Текст страницы
%%
А вот «слаломного прохода» Эдуарда Анатольевича — убей бог, не помню. Хотя он точно был: отчёты не врут. Так то, видать, во втором тайме случилось. Мне, в пять лет, и первого хватило.
И Стрельцов запомнился могучим и очень одиноким. Как утёс.
Впрочем, это, скорее, уже впечатления от 70-х. А 60-е неповторимым образом совпали со стрельцовской сутью. Возьмите хоть тот же джаз. Там раз прозвучавшая тема может вспыхнуть многообразием вариаций и импровизаций, каковых в немалом количестве матчей-концертов Эдуарда Анатольевича получалось весьма изрядно.
Но возвратимся к указанной статье А. П. Демидова. Он рассказывает о футболисте именно с позиций «шестидесятника». Не скажу, что со всем готов согласиться, но отдельные фрагменты его рассказа интересны, на мой взгляд, до сих пор: «Игре Стрельцова органически присуща эффектность. Он хочет быть эффектным, как же иначе. Не будем говорить о том, что эффектность у него подчинена игровым задачам. Вернее сказать, игровые задачи подчиняются точно рассчитанным эффектам, трюкам».
Здесь, чувствуется, многие квалифицированные читатели возмутятся. В самом-то деле: относиться к «игровым задачам» (читай: борьбе за результат) как к чему-то второстепенному нельзя, потому что футбол есть спорт, сражение за победу. Ко всему прочему, и Стрельцов, мы видели, — боец и спортсмен, каких мало.
%%
Задание
С чем в тексте о Стрельцове сравнивается футболист, запомнившийся могучим и очень одиноким?

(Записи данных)
%%
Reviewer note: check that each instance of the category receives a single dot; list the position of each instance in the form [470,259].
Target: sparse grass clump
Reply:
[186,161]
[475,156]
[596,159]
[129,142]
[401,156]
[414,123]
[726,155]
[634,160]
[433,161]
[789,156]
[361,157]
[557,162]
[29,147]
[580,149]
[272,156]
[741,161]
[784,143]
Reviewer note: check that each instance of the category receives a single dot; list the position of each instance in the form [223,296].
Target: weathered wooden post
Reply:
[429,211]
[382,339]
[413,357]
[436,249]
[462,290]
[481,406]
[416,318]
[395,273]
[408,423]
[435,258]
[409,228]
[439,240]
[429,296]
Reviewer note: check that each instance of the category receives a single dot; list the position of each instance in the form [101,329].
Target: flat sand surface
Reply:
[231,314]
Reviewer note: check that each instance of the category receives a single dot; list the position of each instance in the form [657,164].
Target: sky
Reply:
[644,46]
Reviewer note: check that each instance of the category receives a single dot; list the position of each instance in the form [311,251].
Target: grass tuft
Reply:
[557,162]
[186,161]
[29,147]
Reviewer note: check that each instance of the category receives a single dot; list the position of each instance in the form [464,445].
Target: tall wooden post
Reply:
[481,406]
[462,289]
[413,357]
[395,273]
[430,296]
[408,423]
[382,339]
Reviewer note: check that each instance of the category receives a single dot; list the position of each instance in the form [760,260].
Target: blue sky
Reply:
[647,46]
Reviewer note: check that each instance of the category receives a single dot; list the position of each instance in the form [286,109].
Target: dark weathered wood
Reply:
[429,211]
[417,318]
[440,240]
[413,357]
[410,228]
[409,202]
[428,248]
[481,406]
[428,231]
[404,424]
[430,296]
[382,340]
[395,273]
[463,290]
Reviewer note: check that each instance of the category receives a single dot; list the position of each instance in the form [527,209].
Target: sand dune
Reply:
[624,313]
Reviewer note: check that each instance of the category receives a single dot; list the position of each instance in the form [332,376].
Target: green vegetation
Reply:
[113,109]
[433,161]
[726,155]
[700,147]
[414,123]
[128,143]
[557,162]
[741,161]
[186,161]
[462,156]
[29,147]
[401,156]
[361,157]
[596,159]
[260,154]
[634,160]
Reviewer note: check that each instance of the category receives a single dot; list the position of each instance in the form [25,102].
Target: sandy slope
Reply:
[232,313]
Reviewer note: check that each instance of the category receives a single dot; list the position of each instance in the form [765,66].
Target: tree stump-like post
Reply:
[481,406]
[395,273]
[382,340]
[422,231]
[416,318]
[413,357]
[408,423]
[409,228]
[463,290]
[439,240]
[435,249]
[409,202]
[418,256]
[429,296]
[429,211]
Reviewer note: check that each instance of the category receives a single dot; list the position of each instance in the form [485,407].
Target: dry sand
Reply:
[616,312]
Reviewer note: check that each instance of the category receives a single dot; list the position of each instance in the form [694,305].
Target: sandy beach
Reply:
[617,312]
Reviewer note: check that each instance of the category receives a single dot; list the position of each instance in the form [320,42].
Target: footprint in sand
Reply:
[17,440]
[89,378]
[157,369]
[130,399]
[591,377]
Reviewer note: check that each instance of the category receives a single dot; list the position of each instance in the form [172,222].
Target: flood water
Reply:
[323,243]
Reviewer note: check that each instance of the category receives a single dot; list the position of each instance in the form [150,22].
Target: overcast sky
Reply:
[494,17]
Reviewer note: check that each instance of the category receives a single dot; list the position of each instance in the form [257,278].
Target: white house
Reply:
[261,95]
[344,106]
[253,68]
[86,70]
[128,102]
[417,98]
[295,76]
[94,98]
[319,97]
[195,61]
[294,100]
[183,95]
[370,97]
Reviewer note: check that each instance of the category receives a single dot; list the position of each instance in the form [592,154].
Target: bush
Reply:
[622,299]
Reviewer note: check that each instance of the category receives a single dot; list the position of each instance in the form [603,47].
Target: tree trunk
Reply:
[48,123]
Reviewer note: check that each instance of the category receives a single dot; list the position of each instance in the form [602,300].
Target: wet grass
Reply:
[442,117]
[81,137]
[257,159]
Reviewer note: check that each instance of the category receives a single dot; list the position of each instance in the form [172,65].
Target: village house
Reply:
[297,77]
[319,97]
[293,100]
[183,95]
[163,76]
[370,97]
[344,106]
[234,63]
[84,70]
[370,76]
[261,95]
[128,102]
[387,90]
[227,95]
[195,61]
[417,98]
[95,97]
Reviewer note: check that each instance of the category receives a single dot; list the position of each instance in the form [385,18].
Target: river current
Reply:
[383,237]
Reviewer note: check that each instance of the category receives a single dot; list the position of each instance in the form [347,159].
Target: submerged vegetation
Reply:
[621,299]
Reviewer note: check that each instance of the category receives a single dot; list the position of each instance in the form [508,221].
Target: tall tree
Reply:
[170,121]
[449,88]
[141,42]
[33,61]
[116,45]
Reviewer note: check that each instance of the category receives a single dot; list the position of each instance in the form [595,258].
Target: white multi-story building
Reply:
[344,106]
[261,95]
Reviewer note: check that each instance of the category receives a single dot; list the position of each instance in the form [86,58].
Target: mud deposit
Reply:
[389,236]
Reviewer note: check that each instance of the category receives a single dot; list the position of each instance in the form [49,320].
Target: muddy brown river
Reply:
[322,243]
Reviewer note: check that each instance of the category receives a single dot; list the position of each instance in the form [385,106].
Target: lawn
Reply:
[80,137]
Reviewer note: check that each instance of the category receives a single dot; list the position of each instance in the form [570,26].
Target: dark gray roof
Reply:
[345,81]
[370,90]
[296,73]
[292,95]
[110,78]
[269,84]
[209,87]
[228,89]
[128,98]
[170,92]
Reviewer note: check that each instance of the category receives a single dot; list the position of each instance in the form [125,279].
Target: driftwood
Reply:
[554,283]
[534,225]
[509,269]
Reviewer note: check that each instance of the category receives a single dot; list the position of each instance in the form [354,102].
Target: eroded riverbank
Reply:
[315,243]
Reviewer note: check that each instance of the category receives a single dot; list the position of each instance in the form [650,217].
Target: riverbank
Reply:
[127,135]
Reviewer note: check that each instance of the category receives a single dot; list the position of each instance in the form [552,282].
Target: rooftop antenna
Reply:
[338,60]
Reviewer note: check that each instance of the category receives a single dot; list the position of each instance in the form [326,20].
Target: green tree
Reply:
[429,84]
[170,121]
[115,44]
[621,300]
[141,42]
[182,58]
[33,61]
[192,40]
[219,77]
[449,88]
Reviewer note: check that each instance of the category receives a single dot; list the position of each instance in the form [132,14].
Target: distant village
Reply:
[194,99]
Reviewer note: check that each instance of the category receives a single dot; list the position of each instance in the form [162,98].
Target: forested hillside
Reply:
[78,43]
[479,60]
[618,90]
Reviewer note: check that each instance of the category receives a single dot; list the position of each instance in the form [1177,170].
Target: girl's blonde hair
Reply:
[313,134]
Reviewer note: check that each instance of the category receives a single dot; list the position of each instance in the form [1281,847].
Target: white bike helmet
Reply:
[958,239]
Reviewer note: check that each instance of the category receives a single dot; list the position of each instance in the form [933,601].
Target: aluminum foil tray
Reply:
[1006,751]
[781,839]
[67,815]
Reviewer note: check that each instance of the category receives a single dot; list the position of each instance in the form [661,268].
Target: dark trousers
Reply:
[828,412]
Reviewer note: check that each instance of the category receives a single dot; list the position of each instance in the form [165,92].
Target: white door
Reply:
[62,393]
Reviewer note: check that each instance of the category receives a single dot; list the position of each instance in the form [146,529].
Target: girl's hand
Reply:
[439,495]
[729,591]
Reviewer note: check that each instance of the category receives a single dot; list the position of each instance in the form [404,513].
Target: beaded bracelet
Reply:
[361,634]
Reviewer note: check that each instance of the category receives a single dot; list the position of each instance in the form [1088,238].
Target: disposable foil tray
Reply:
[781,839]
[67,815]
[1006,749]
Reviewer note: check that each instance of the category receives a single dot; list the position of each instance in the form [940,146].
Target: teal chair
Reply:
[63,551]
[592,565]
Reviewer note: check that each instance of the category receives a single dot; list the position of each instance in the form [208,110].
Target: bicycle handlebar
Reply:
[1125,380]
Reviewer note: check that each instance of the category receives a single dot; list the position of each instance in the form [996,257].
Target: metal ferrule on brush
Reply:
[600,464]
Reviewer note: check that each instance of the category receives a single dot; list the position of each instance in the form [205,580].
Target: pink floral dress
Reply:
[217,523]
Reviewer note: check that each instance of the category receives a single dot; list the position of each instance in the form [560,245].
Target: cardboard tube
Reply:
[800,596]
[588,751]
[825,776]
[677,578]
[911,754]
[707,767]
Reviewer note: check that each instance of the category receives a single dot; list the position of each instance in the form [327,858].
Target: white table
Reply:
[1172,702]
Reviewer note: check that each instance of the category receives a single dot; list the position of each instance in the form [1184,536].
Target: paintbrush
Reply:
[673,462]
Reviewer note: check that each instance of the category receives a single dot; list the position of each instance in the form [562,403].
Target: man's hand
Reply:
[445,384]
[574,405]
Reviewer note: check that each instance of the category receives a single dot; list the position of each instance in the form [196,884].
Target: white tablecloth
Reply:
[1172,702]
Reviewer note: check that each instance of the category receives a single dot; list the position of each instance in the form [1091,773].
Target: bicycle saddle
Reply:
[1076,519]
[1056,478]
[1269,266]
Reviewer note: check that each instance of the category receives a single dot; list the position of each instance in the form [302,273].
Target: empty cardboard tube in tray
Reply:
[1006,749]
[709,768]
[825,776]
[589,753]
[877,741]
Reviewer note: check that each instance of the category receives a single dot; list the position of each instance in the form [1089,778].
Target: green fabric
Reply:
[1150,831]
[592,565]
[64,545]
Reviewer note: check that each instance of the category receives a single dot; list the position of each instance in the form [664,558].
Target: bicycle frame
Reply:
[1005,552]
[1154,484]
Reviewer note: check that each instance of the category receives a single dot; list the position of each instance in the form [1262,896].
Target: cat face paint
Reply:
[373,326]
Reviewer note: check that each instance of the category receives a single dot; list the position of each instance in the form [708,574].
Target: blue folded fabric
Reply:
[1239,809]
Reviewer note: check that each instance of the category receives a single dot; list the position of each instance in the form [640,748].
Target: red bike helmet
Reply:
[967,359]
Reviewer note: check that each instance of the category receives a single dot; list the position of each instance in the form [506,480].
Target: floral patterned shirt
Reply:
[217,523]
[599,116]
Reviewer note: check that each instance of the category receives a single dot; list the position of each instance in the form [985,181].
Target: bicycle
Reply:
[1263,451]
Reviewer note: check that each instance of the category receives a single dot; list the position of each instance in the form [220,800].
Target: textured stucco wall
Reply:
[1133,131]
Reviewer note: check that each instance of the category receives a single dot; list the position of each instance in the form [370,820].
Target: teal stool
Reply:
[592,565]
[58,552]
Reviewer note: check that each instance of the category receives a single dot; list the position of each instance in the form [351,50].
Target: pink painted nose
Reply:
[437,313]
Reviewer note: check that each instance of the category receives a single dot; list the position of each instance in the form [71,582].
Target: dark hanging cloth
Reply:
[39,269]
%%
Ответ
С утёсом.